• **Task brief**
Exactly as written, output the lines below starting from the first and ending with the line that contains "positive clicks: (568, 461) (455, 602)"; omit pictures.

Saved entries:
- - - -
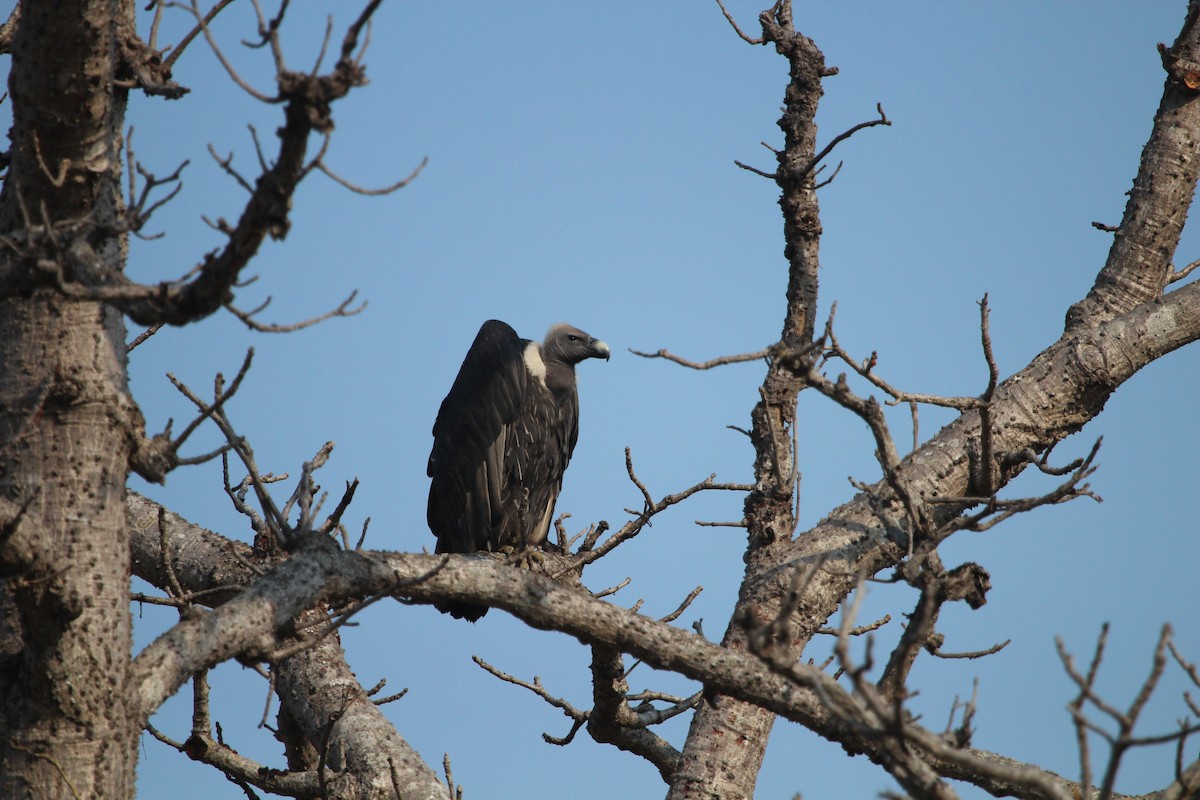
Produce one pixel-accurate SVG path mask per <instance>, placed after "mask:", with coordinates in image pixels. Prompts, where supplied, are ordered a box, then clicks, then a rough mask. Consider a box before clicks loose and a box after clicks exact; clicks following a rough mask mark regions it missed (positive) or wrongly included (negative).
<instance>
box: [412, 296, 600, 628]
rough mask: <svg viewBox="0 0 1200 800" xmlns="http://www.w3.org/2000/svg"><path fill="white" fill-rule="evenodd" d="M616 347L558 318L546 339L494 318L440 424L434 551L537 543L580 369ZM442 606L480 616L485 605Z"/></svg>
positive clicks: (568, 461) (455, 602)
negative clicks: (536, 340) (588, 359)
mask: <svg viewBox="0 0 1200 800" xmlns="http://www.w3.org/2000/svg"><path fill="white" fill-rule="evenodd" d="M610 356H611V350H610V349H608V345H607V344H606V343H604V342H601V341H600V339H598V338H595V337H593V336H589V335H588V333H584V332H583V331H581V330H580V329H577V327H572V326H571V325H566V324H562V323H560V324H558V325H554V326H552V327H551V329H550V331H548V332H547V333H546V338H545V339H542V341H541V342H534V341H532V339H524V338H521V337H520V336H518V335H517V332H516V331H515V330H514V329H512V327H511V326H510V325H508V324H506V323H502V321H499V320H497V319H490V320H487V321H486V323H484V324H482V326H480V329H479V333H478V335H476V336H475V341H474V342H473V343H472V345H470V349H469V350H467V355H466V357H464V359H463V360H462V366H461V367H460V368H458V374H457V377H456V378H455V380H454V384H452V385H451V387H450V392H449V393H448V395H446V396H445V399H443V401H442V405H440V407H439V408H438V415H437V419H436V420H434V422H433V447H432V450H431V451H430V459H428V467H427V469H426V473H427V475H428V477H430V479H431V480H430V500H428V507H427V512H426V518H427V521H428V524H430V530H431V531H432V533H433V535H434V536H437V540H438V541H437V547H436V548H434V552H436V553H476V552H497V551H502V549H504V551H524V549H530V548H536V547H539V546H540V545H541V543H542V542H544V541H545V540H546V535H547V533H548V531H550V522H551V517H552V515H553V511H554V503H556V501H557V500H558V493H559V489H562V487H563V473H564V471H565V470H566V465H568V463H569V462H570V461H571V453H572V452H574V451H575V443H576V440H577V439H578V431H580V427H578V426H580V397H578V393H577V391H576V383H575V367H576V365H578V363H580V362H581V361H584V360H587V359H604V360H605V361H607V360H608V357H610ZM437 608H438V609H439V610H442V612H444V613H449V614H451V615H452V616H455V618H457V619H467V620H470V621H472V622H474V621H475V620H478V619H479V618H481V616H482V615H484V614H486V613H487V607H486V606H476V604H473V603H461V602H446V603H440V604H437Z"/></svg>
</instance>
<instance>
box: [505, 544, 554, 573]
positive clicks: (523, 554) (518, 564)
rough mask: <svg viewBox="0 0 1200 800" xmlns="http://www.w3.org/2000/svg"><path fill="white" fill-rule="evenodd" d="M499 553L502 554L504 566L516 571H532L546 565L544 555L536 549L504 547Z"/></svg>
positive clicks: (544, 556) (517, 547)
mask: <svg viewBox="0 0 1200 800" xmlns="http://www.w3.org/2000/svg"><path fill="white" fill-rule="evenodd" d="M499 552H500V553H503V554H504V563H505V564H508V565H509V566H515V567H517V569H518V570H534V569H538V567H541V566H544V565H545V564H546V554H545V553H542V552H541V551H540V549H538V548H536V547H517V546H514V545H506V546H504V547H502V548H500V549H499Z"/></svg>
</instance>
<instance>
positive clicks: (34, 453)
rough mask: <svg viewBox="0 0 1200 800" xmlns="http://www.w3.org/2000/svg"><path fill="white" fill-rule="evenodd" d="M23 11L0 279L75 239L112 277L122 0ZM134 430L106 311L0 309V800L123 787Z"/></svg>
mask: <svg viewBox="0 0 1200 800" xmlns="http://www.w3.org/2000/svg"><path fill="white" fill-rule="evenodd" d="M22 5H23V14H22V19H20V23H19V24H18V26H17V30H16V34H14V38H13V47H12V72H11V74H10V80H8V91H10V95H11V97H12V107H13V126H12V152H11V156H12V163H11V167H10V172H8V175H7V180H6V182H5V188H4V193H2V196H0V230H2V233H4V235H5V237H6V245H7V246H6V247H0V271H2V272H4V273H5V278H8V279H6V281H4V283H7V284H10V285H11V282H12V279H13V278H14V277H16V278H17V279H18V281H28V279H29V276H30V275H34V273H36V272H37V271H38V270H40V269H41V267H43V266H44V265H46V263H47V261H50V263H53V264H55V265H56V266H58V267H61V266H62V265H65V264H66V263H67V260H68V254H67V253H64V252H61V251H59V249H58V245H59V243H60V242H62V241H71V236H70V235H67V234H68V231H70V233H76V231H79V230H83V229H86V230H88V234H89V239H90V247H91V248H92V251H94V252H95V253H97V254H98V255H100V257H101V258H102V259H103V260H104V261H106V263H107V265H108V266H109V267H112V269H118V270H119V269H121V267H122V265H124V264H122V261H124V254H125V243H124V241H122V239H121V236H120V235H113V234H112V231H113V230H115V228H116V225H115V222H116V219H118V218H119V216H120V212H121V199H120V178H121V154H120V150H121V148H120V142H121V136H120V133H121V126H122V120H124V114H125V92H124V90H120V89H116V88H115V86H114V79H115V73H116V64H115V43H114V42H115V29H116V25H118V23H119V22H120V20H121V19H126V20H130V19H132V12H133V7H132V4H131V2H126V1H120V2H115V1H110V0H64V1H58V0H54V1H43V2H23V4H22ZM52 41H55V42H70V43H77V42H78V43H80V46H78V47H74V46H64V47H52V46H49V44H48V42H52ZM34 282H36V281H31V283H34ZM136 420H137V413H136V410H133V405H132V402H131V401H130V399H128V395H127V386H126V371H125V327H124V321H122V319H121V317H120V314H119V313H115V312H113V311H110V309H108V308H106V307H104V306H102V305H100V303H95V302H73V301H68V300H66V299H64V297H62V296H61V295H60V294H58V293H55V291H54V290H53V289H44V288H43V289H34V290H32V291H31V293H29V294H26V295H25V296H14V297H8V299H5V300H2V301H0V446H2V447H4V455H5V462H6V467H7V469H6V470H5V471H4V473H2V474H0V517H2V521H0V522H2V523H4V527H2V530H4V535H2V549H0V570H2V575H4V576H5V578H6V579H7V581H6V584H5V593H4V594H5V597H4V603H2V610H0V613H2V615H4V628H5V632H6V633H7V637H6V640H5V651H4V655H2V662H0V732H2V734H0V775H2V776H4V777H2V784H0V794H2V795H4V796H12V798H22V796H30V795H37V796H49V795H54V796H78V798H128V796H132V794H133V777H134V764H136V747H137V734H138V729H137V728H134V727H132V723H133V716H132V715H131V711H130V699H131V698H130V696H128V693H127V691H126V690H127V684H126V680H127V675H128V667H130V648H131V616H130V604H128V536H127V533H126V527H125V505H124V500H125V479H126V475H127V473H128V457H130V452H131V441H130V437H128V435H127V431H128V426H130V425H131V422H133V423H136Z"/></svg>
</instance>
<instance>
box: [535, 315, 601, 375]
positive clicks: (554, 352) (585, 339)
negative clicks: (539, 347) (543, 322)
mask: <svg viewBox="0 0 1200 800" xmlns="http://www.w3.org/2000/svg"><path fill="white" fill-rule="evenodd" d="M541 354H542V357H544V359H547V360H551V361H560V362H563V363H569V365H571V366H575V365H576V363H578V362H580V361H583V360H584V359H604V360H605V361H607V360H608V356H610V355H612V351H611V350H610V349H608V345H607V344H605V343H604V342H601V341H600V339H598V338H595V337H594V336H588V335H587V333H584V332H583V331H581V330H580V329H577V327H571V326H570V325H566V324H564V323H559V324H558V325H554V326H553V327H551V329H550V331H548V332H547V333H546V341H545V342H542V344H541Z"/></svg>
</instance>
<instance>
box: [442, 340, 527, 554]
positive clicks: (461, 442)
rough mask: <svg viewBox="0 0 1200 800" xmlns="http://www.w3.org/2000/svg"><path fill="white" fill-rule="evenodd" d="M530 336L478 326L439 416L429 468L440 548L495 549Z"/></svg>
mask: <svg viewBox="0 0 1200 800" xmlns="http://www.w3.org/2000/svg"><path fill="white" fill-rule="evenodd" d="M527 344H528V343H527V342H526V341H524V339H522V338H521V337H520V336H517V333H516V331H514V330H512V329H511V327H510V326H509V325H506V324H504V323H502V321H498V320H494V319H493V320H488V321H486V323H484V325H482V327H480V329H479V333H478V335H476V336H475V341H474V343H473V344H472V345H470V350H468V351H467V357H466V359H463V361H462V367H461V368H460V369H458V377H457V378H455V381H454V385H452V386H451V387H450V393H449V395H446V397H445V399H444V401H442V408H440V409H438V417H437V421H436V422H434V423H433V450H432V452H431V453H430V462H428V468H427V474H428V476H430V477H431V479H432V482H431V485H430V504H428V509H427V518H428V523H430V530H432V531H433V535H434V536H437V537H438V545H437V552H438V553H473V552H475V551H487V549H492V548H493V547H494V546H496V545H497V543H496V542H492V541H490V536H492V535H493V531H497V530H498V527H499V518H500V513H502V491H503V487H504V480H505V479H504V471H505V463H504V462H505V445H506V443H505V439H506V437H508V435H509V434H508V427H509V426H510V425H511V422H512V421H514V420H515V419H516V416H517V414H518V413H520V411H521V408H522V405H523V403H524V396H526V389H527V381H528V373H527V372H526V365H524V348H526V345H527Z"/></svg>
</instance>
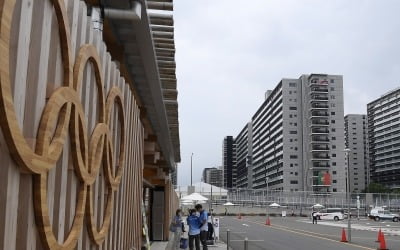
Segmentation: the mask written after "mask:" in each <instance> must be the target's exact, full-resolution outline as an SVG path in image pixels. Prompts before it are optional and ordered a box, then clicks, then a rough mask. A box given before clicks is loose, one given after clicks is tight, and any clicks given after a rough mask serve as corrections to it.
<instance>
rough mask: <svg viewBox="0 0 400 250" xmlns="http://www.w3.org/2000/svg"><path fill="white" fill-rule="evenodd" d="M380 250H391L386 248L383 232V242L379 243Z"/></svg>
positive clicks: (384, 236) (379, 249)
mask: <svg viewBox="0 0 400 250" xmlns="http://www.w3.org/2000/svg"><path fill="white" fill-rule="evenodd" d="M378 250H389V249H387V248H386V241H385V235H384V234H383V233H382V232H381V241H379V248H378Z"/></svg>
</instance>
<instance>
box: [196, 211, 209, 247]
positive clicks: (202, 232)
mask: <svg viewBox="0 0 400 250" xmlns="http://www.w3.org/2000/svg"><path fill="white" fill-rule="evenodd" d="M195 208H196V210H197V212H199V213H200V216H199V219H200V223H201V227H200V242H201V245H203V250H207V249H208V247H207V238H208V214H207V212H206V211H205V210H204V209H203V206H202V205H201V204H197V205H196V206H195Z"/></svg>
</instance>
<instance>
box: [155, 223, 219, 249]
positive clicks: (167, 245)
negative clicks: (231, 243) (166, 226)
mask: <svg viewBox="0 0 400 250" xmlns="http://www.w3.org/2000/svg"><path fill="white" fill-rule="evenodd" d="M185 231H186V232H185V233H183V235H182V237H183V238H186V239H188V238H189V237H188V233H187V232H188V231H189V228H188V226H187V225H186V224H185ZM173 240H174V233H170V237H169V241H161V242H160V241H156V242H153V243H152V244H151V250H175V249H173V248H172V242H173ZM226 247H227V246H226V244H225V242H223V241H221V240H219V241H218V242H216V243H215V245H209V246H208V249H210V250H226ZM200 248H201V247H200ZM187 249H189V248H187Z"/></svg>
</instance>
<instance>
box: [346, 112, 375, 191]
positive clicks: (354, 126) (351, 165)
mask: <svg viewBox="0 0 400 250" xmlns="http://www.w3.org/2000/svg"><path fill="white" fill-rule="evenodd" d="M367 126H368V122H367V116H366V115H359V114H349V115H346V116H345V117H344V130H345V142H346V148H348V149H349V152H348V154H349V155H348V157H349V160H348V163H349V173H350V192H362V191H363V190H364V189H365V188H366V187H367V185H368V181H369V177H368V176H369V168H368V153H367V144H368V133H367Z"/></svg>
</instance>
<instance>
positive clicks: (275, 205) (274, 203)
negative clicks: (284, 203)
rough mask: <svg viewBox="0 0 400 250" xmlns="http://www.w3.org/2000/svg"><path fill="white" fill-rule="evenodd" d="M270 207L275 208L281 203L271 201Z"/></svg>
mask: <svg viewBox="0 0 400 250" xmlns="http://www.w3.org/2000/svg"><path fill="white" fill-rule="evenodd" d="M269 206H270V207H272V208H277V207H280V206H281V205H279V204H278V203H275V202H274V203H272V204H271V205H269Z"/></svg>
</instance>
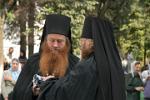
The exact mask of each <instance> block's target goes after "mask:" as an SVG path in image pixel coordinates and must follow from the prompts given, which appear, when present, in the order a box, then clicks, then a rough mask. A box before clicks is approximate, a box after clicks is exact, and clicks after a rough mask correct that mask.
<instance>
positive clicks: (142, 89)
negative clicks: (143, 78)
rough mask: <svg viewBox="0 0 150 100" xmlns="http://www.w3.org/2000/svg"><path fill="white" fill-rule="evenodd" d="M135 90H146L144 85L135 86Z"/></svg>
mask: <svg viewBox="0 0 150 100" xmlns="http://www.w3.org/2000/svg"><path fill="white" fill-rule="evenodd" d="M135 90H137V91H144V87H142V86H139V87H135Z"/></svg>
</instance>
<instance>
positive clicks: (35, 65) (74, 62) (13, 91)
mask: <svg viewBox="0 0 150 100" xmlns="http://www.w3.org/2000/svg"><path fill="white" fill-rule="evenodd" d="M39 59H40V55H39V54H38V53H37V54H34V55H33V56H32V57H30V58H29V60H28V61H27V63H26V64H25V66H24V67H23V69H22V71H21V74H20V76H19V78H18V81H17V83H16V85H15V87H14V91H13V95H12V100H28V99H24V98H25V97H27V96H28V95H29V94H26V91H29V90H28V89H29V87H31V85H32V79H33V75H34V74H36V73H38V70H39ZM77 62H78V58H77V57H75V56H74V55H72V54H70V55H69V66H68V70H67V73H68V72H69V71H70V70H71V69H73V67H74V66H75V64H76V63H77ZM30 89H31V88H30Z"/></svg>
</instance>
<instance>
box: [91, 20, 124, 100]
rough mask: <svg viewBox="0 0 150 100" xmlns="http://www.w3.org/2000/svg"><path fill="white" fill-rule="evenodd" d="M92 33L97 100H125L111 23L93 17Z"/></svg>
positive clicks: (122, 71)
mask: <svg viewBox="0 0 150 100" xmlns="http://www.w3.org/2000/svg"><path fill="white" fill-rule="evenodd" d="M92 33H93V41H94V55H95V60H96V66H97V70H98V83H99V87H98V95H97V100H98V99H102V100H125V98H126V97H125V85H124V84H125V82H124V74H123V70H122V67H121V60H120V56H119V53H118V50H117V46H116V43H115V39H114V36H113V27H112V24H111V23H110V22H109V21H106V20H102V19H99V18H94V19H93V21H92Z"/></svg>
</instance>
- - - -
• **Output for this task**
Produce one pixel-accurate SVG path mask per <instance>, placed after "mask:", with coordinates in image pixels. Prompts, where supplied, are ordered a box, then clicks, then a rough mask. Consider a box before clicks loose and a box after clicks exact; clicks following a rough mask mark regions it missed (positive) or wrongly included (negative).
<instance>
box: [412, 296, 600, 628]
rough mask: <svg viewBox="0 0 1200 800" xmlns="http://www.w3.org/2000/svg"><path fill="white" fill-rule="evenodd" d="M616 347L558 318L546 339L494 318L440 424L434 551L537 543L580 369ZM442 606L480 616L485 605Z"/></svg>
positive clicks: (568, 461) (455, 602)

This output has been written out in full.